● AIM 1: Rewrite the paragraph of the text on Frank Hampson that begins "Frank Hampson was born to Robert and Elsie" as a brief list that keeps its main facts.

● READING TEXT:

◆ ◆ ◆ ◆ ◆ ◆ ◆

Frank Hampson - the Artist

the artist
to view images full size open in a new tab

Frank Hampson (21 December 1918 – 8 July 1985) was a British illustrator, best known as the creator and artist of Dan Dare and other characters in the boys' comic, the Eagle, to which he contributed from 1950 to 1961.
Hampson wrote and drew Dan Dare's Venus and Red Moon stories, plus a complete storyline for 'Operation Saturn', however Hampson drew only part of the Saturn story, and his script was altered when he passed the strip to assistants.


Frank Hampson by Zac
Frank Hampson was born to Robert and Elsie on 21st December 1918 at 488 Audenshaw Road, Audenshaw, near to Manchester (now Tameside).
The family then moved to the seaside town of Southport three months later.
Frank also had a younger brother and sister.
He was educated at King George V School, a grammar school in Southport, (Eric Eden started there two years later).
While still at school, Frank got his first regular commission drawing sketches when he was 13 from Meccano Magazine.

◆ ◆ ◆ ◆ ◆ ◆ ◆

[Excerpts of pointing data]

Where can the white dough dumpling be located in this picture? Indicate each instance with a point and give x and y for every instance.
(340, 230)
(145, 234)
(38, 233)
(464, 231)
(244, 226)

◆ ◆ ◆ ◆ ◆ ◆ ◆

● AIM 2: Extract each line of the records containing the string "instance", observing case when matching.

● SOLUTION 1:
- Born on 21 December 1918 to Robert and Elsie at 488 Audenshaw Road, Audenshaw, near Manchester (now Tameside)
- Moved with his family to Southport three months later
- Had a younger brother and a younger sister
- Attended King George V School, a grammar school in Southport
- At 13, while still at school, obtained his first regular commission, drawing sketches for Meccano Magazine

● SOLUTION 2:
Where can the white dough dumpling be located in this picture? Indicate each instance with a point and give x and y for every instance.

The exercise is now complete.